EXERCISE GOAL — The word "sample" marks the lines to copy; find all of them in the entries below.

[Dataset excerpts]
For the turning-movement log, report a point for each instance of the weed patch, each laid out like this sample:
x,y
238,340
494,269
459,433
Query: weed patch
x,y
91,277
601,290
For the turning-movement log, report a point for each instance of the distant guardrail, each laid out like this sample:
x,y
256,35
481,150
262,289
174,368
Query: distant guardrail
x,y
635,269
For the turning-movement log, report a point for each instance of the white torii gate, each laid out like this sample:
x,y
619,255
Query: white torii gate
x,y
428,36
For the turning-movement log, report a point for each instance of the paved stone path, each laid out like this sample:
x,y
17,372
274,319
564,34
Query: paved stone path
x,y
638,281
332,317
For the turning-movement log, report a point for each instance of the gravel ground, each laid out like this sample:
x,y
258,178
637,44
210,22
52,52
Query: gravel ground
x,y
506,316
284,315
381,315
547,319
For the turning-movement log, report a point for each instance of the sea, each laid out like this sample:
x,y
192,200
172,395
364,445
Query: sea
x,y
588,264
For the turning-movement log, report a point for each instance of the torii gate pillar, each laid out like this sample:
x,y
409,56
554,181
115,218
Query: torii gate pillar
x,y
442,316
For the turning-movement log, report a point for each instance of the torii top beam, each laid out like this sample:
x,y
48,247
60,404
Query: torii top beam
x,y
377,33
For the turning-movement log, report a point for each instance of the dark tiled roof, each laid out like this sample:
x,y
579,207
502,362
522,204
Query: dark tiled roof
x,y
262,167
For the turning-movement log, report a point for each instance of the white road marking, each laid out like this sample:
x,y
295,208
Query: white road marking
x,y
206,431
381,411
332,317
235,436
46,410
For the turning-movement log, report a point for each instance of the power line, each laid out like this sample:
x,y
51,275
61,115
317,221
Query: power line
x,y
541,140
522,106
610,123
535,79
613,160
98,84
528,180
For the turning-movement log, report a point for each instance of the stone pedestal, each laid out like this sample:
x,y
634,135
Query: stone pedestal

SOLUTION —
For the turning-movement log, report a point for each instance of the weed patch, each laid out like this sample:
For the turning-movement log, report a point for each instance of the distant guardrail, each laid out like this sample:
For the turning-movement log, report a point for each instance of the white torii gate, each laid out like this sample:
For the turning-movement log, report a point for each instance of the paved stone path, each laid out like this sample:
For the turning-movement log, report a point for each instance of the gravel ground, each laid out like this sample:
For the turning-movement log, report a point for each instance of the sea, each laid out like this sample:
For the turning-movement log, report a point for each instance of the torii gate pillar, each laid out like this sample:
For the turning-movement log, report a point for each instance of the torii top beam, each laid out like this sample:
For the turning-movement log, report a point for each instance of the dark tiled roof, each laid out like this sample:
For the turning-movement log, report a point for each instance of the white road marking, each laid out like this sample:
For the turning-movement log, report a point for each instance of the power line, each laid out like this sample:
For the turning-movement log, report a point for each instance of the stone pedestal, each laid out like this sample:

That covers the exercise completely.